Collected data:

========================================================================

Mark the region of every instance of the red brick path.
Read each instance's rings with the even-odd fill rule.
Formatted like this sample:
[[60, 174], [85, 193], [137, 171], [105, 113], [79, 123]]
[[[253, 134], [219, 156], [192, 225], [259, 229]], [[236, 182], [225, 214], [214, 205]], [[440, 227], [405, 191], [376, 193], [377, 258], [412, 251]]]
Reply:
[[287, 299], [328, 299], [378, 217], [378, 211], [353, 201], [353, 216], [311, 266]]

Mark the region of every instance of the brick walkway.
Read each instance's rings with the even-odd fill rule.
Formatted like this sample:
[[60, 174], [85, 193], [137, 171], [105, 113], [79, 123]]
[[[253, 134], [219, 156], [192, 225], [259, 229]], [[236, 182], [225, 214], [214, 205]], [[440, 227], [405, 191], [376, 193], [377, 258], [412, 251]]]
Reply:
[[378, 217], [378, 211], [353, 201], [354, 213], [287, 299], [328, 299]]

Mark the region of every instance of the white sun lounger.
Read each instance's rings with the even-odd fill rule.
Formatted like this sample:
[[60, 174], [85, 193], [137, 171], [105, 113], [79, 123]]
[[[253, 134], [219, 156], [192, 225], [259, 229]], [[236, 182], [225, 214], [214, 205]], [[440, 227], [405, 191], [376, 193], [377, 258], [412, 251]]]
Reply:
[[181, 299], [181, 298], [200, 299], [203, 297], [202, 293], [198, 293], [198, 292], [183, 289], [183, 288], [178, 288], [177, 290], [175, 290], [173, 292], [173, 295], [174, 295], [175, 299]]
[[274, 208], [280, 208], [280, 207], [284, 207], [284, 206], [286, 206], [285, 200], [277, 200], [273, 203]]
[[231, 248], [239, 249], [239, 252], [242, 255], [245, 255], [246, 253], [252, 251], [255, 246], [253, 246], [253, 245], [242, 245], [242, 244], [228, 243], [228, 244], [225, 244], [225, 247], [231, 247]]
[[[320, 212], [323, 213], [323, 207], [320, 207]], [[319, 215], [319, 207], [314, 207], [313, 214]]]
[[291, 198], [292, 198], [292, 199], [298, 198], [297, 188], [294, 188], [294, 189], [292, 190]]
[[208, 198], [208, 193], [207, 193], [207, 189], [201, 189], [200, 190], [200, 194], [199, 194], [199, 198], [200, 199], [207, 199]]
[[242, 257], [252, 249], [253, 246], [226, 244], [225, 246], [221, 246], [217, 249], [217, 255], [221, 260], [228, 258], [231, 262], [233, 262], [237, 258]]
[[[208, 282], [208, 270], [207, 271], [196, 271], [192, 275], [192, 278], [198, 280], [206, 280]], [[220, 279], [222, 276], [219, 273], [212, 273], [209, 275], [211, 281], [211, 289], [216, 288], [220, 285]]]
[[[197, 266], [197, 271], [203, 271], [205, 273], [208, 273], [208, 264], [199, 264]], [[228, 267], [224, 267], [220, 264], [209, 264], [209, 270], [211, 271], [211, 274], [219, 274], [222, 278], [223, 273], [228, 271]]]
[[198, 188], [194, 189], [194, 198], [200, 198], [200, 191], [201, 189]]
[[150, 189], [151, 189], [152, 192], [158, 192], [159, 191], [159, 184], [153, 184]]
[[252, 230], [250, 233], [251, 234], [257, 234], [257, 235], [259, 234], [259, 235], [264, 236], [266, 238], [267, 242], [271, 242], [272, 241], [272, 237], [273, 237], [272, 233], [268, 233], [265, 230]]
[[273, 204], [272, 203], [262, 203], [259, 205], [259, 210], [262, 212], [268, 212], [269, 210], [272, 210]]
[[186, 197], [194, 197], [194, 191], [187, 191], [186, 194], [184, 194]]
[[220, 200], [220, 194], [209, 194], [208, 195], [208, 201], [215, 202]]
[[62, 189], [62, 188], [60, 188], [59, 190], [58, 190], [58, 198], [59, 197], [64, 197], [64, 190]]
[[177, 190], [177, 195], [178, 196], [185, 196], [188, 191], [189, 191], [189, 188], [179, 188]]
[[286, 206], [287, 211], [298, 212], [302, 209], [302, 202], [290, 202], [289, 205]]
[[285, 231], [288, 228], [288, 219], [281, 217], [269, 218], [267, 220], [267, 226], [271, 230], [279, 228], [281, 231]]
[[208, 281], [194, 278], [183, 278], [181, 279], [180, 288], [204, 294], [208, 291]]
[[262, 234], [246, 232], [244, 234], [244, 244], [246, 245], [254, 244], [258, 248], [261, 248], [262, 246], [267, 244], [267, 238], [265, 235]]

========================================================================

From the data above, copy each line that holds "every".

_Solution below_
Mark the region of every instance of the red brick path.
Mark the region of every instance of the brick walkway.
Mark the region of every instance of the white sun lounger.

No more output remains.